Kaynak
——

27 Mayıs 2012 10:47

Bu bozuk çarkı nasıl düzeltebiliriz?

Gökhan Uysal

Erciyes Üniversitesi bir bahar şenliğini daha geride bırakırken öğrencilerin aklında da birçok soru bıraktı. Yıllardır ülkenin bütün üniversitelerinde düzenlenen bahar şenlikleri gerçek amacının dışında seyir ederken üniversite yönetimleri para kazanma hırsıyla bilim, sanat, kültür merkezlerini yönettiğini unutur oldu.
Bu yılki bahar şenliklerinde yine her yıl olduğu gibi ticari standlar şenlik alanını ablukaya alarak, zar zor şehir dışında maddi imkansızlıklarla okuyan öğrencilerin cebindeki fatura, kira vs. paralarını çaktırmadan gasp etti. Ticari işletmeler için de kolay değildi, sonuçta o standları almak için üniversiteye binlerce lira para bayılmışlardı. O alanda eksik olan bir şeyler vardı sanki, herkesin gözden kaçırdığı. Eksikliği bulmak için şenlik alanında benim gibi öğrenci olan arkadaşlarla röportaj yaptım. Birilerinin şenliğin nabzını yoklaması gerekirdi. Genel olarak öğrenci arkadaşlarım hep aynı dertten dem vurdular “güvenlik”. Güvenliğin olmadığından yakındılar sürekli, dışarıdan öğrenci olmayan insanlar geliyormuş, rektörlüğe sitemlerini dile getirdiler. Sordum, bunun sorumlusu rektörlük mü? diye. Bazıları sorumlunun öğrenci temsilcileri olduğunu söyledi. Peki öğrenci temsilcilerini denetleyenler kimdi ya da kimin göreviydi? Sustu öğrenci arkadaşlarım, öğrenci temsilcilerini denetlemek, taleplerimizi iletmek gibi görevlerimiz olduğunu hatırladılar.

——

Veri bölümü
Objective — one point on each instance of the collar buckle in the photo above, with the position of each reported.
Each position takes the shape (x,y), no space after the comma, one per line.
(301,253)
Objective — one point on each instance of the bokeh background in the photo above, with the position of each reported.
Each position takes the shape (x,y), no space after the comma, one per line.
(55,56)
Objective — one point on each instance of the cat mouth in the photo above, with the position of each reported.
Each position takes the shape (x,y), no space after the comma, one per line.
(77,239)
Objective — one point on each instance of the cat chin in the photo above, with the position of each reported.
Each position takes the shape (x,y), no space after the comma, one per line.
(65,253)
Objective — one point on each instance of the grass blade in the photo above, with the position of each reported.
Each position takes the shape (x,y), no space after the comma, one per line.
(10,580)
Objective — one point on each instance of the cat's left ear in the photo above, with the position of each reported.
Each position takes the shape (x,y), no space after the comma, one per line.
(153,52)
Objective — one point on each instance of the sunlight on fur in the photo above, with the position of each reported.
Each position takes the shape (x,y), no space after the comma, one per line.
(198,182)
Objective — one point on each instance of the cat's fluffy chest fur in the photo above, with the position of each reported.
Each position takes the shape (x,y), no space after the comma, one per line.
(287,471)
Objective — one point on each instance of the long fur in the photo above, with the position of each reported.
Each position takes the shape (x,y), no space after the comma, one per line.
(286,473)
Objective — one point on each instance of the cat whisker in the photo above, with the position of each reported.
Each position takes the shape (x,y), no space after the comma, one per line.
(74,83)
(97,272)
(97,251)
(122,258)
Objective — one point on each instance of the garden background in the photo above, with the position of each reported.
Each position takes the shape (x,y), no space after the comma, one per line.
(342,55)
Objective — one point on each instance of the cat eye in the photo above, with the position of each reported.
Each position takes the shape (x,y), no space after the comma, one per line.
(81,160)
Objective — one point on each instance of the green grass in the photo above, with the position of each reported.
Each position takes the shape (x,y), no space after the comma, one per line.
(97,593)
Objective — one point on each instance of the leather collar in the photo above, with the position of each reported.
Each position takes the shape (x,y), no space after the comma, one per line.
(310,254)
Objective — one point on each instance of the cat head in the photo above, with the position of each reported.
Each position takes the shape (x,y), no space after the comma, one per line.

——

Alıştırmanın bölümleri
a) Kaynağa göre şenlik alanında görüşülen öğrenciler genel olarak hangi konudan yakındı?
b) Şu ifadeler kaynakla uyuşuyor mu: (i) Ticari işletmeler standları üniversiteden ücretsiz aldı. (ii) Yazar, şenlik alanında öğrenci arkadaşlarıyla röportaj yaptı. (iii) Bazı öğrenciler sorumlunun öğrenci temsilcileri olduğunu söyledi. Lütfen her biri için evet ya da hayır deyin ve kaynaktaki belirleyici sözleri aynen alıntılayın.

Çözümler aşağıda
a) Güvenlik; güvenliğin olmadığından yakındılar.

b)
(i) Hayır: "o standları almak için üniversiteye binlerce lira para bayılmışlardı"
(ii) Evet: "Eksikliği bulmak için şenlik alanında benim gibi öğrenci olan arkadaşlarla röportaj yaptım."
(iii) Evet: "Bazıları sorumlunun öğrenci temsilcileri olduğunu söyledi."